**Task instructions**: Transcribe word for word the passage of the article on land stewardship below, starting at "It considers how" and ending at "single use product’.".

**Extracted text**:
-- -- --

A ‘patient’ long-term approach to land stewardship and development was taken in Nansledan in Cornwall, where the Duchy of Cornwall has developed a 30-year vision.
A ‘patient’ long-term approach to land stewardship and development was taken in Nansledan in Cornwall, where the Duchy of Cornwall has developed a 30-year vision. Credit: Hugh Hastings

A ‘patient’ approach to land stewardship and whole-place design can create vibrant neighbourhoods and avoid the flaws of mono-use housing estates, research has revealed.

The report Placemaking Two – a stewardship approach to creating communities, was researched and authored by Future Places Studio and published by Adam Architecture and UK law firm Farrer & Co.

It considers how best to meet government targets for 300,000 new homes a year and questions the prevailing system of landowners releasing land to volume housebuilders seeking ‘a quick return on investment in a single use product’.

Instead the report advocates a ‘patient and collaborative approach to community development’ based on the idea that community building takes time and commitment over generations, with a slower return on investment.

-- -- --

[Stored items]
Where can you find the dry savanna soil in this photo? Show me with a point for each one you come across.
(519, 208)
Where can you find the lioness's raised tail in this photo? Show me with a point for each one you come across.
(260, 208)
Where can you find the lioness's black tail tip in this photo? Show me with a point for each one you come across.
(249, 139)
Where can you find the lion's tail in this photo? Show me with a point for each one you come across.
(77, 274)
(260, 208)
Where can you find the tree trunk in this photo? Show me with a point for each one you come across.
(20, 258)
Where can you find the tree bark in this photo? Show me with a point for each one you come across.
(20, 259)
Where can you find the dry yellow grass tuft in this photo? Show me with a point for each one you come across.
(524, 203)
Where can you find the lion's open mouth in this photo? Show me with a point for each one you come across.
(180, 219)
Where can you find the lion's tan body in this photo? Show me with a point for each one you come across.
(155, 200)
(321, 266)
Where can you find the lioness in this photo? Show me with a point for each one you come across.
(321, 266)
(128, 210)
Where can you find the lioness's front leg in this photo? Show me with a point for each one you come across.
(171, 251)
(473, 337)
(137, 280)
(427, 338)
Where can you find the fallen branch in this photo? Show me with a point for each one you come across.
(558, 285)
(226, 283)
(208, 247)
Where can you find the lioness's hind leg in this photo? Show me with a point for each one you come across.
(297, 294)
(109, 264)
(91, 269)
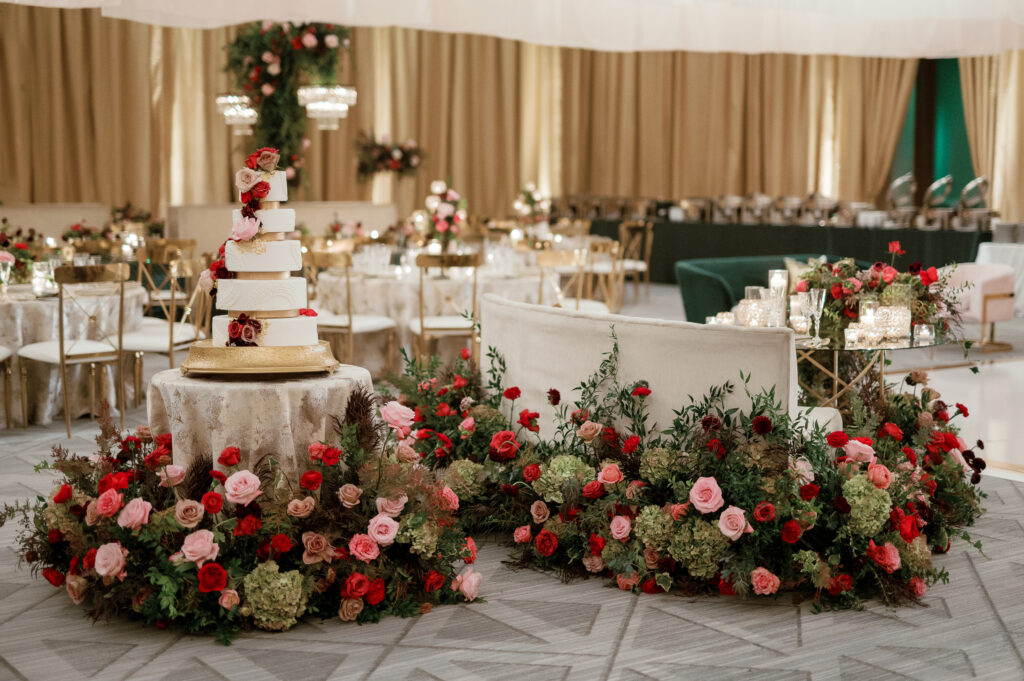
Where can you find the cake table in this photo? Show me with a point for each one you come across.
(280, 417)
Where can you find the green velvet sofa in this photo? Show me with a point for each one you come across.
(710, 286)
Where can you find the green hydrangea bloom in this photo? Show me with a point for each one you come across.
(868, 506)
(654, 527)
(563, 471)
(275, 599)
(699, 548)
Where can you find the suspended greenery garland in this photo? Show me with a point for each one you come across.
(268, 62)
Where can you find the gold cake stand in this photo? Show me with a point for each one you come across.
(207, 359)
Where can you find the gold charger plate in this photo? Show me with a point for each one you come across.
(206, 358)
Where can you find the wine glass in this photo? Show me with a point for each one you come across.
(816, 299)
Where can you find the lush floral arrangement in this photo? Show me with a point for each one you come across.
(384, 156)
(928, 292)
(269, 61)
(217, 547)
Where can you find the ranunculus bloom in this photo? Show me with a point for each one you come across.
(383, 528)
(540, 511)
(733, 523)
(110, 560)
(364, 548)
(200, 546)
(763, 582)
(349, 496)
(188, 513)
(135, 514)
(610, 474)
(621, 527)
(706, 495)
(242, 487)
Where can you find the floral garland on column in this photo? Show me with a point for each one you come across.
(269, 61)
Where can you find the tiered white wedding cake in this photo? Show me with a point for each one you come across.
(265, 305)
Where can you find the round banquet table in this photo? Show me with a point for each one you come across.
(25, 320)
(281, 417)
(398, 297)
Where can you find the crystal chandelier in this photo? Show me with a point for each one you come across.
(238, 113)
(327, 103)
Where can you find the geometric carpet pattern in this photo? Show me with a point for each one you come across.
(534, 628)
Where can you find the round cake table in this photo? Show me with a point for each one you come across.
(280, 417)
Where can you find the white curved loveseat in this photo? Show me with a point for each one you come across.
(551, 347)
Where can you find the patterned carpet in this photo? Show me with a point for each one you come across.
(532, 628)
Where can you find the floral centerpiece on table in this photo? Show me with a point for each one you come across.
(385, 156)
(268, 62)
(219, 547)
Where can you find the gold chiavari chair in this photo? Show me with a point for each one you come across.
(427, 328)
(636, 238)
(65, 351)
(332, 327)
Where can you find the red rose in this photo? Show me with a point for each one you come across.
(53, 577)
(64, 494)
(762, 425)
(377, 591)
(310, 480)
(791, 531)
(355, 586)
(212, 578)
(229, 457)
(433, 581)
(838, 438)
(248, 525)
(546, 543)
(764, 512)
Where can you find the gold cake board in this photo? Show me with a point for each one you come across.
(206, 358)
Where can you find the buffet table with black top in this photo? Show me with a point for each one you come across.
(681, 241)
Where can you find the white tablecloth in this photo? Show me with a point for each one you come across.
(25, 320)
(280, 417)
(1007, 254)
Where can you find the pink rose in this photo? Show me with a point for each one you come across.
(317, 549)
(171, 475)
(228, 599)
(349, 496)
(383, 528)
(733, 523)
(589, 430)
(199, 547)
(451, 499)
(188, 513)
(245, 228)
(879, 475)
(111, 560)
(391, 507)
(242, 487)
(609, 474)
(77, 586)
(398, 417)
(763, 582)
(135, 514)
(364, 548)
(301, 508)
(707, 496)
(621, 527)
(109, 503)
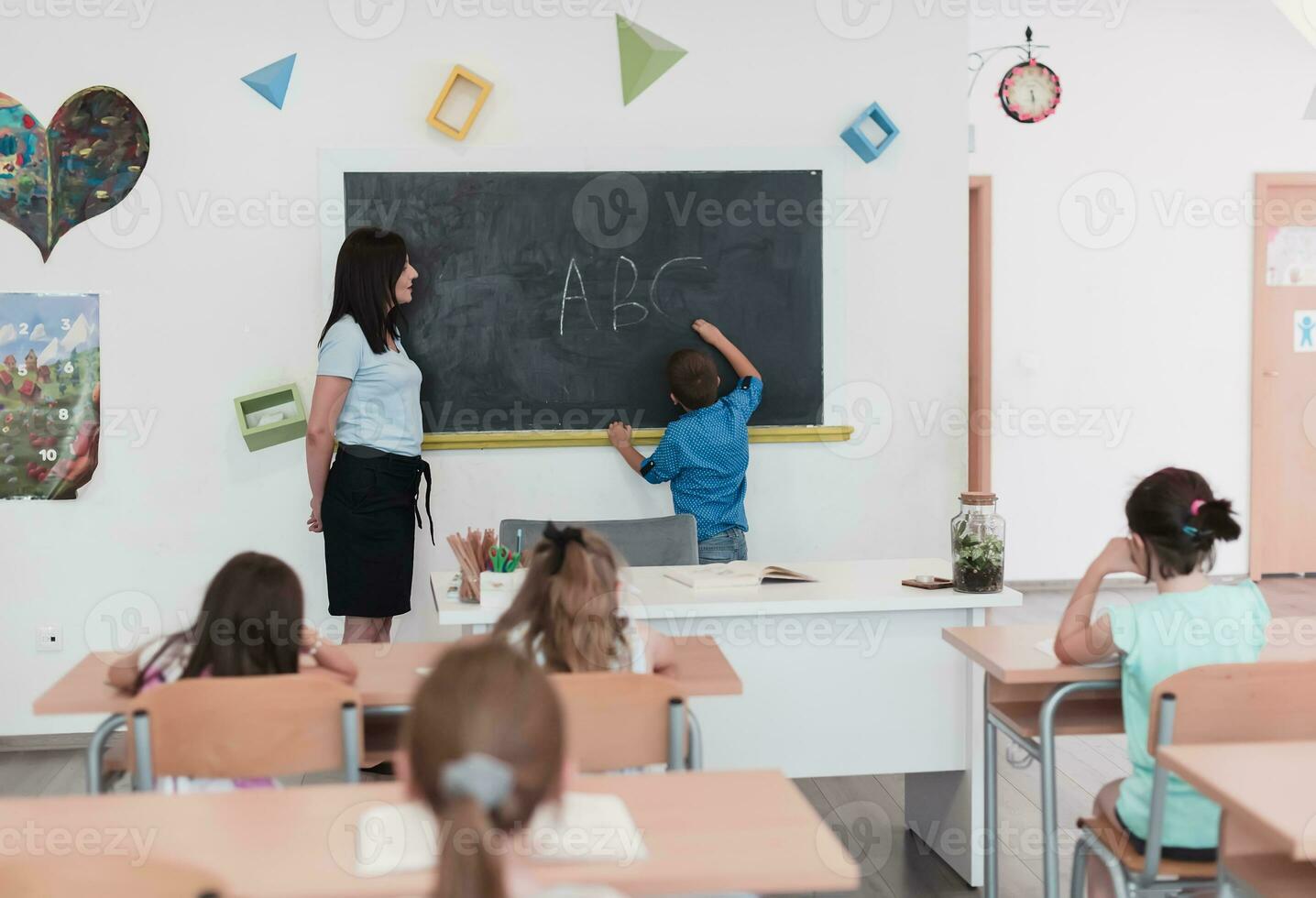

-- -- --

**Task output**:
It considers how best to meet government targets for 300,000 new homes a year and questions the prevailing system of landowners releasing land to volume housebuilders seeking ‘a quick return on investment in a single use product’.